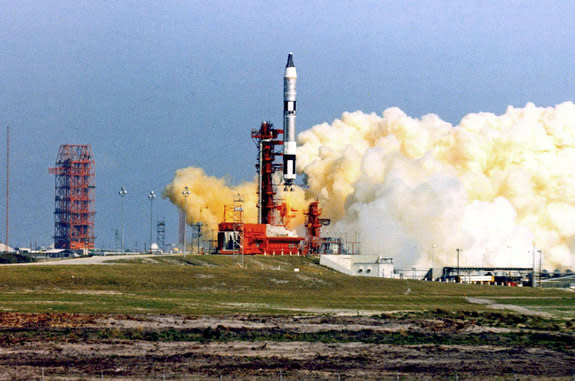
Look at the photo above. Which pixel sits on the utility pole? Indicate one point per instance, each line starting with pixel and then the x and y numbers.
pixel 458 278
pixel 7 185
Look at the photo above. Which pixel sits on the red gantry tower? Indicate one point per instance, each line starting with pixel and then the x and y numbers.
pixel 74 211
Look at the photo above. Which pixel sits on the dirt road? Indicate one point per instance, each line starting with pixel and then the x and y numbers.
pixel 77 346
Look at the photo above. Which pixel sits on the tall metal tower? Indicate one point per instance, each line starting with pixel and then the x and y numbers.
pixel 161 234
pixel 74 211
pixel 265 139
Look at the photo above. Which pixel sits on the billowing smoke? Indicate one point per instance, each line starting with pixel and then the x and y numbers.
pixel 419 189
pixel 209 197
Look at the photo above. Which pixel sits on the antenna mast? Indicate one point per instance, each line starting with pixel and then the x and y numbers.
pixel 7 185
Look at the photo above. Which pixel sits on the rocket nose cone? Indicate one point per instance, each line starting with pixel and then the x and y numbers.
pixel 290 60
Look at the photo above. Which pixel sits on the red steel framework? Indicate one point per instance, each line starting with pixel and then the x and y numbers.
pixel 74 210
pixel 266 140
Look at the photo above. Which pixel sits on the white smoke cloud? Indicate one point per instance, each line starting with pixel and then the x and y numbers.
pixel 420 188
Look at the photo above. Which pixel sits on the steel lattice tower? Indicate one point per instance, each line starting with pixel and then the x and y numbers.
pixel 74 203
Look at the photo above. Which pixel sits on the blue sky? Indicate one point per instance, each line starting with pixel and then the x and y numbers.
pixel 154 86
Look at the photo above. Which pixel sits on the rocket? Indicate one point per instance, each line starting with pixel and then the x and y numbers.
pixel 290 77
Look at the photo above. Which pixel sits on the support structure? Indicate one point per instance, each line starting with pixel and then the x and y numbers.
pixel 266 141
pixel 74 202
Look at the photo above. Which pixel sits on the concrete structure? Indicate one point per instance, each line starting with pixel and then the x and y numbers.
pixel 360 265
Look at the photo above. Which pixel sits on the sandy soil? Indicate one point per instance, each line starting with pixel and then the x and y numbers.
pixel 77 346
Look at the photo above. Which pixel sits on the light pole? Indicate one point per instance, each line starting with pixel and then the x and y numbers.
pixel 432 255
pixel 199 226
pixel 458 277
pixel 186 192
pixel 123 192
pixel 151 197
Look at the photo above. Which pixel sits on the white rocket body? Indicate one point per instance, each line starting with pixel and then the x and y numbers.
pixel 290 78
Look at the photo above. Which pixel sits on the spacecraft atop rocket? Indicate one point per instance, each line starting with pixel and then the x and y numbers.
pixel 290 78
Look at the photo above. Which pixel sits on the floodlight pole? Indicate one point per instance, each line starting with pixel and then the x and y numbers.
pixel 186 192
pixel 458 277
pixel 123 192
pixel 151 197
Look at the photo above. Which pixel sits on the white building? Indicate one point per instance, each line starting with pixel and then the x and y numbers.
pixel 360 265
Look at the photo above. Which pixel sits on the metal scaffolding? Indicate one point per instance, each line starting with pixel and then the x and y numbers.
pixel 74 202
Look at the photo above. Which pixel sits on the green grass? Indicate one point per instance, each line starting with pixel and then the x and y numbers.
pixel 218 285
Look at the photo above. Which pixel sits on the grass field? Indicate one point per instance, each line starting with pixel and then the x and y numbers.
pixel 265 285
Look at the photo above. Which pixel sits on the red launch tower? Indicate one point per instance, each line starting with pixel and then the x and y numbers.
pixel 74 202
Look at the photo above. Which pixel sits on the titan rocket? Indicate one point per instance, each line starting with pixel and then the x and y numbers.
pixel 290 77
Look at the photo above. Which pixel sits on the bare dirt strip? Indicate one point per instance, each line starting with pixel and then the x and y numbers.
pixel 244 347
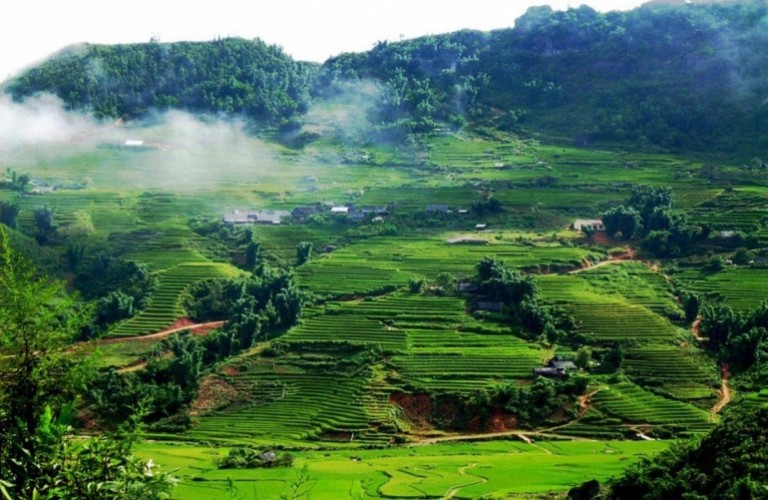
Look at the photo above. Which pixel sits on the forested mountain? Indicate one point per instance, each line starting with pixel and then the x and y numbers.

━━━━━━━━━━━━━━━━

EXERCISE OBJECTIVE:
An exact reprint of the records above is required, with all pictures left out.

TASK RESULT:
Look at the photo above. Which pixel sits on the utility pole? Indicate one point per instance, each line starting with pixel and then the x and y numbers.
pixel 458 278
pixel 7 185
Look at the photo above. Which pixel sits on the red gantry tower? Indicate one point per instance, each line starting with pixel and then the x and y numbers.
pixel 74 211
Look at the photo above. Which pixel sits on the dirt road? Indicate one point per instance, each line starting with pixel and then the x and y numbers.
pixel 77 346
Look at the photo above. Which pixel sits on the tall metal tower? Indicate one point per instance, each line starting with pixel and then the x and y numbers.
pixel 161 234
pixel 74 211
pixel 265 139
Look at the photo above. Which pixel sits on the billowing smoke? Indicate one point per instance, each line starting with pixel and then the x and y numbers.
pixel 419 189
pixel 209 197
Look at the photo above. Which pixel sits on the antenna mast? Indicate one point per instance, each line starting with pixel and then the x and y numbers.
pixel 7 185
Look at the photo above. Which pixel sits on the rocket nose cone? Indicate one point per instance, each line starting with pixel and then the x and y numbers.
pixel 290 60
Look at the photo above. Which pixel sits on the red steel framework? Indicate one point per instance, each line starting with pixel and then the x and y numbers.
pixel 74 210
pixel 266 140
Look at the photo above. Which pixel sits on the white smoke cloud? Indicate one point per instance, each line starting with pixel and then the x and y numbers.
pixel 420 188
Look at the photo above. Which pixel sits on the steel lattice tower? Indicate one point per instance, each line starting with pixel and then the x and y numbers.
pixel 74 203
Look at the photo above. Which pixel sits on the blue sky? Indicate one point per instance, each line starting with pixel and then the x and y numbers.
pixel 154 86
Look at the photo above. Which pixel sits on the rocket? Indicate one point per instance, each line starting with pixel and then the x and y numbers.
pixel 290 77
Look at the photo above. Which pixel sits on the support structure? Indicate one point per instance, each line starting with pixel and then the x and y numbers.
pixel 266 141
pixel 74 202
Look at the photo above. Which pixel sits on the concrete structure? Indicate one point per instance, each line starting with pixel and then the x and y numbers.
pixel 360 265
Look at the photo above. Which pixel sits on the sandy soil? Indicate one point per instance, each line starting with pixel and then the x and y numbers.
pixel 77 346
Look at the photo above. Which pixel sits on the light pole? Indicate one point per instance, each line starting with pixel and then the x and y numbers.
pixel 432 255
pixel 199 226
pixel 458 277
pixel 186 192
pixel 123 192
pixel 151 197
Look at the photo above. Which pixel sits on the white rocket body? Indicate one point per instance, each line starting with pixel and then the x and y numbers.
pixel 290 78
Look at the photo above. Which pixel sits on the spacecraft atop rocket? Indicate one point per instance, each line starting with pixel and then the x and y numbers.
pixel 290 78
Look at the photo above. Which pixel sits on the floodlight pole? Indicate one point per instance, each line starting with pixel and then the x and y numbers.
pixel 186 192
pixel 458 277
pixel 123 192
pixel 151 197
Look at the photo above. Which pixel sits on the white building? Indicate one point per instance, each line starting with pixel and then the x and y numbers.
pixel 360 265
Look at the photo above. Which pixel sits on the metal scaffolding? Indicate one point per instance, each line starting with pixel and then the x and y numbers.
pixel 74 202
Look at the photo above. Which pixel sits on the green grass? Indicate one point per instance, each line starting with pixel and then the x and y numbers.
pixel 218 285
Look at the photo above. Which pixel sits on the grass field? Indicate one point per instance, each line starting with pixel and then the x and y numbers.
pixel 265 285
Look at the photo above. Which pixel sits on the red launch tower? Indicate one point per instance, each line starting with pixel and then the x and y numbers.
pixel 74 202
Look at the photo above. Which pixel sits on the titan rocket? Indicate one point per instance, each line starting with pixel and then the x and y numbers.
pixel 290 77
Look at the photo above. Which pixel sits on the bare dirt strip? Indicate one point per instance, each line starting with pixel and then the x and y numbers.
pixel 244 347
Look at the photo above. Which pixel sits on the forested mountain? Indicate one point per instance, each line starting with pixel and then the x and y numbers.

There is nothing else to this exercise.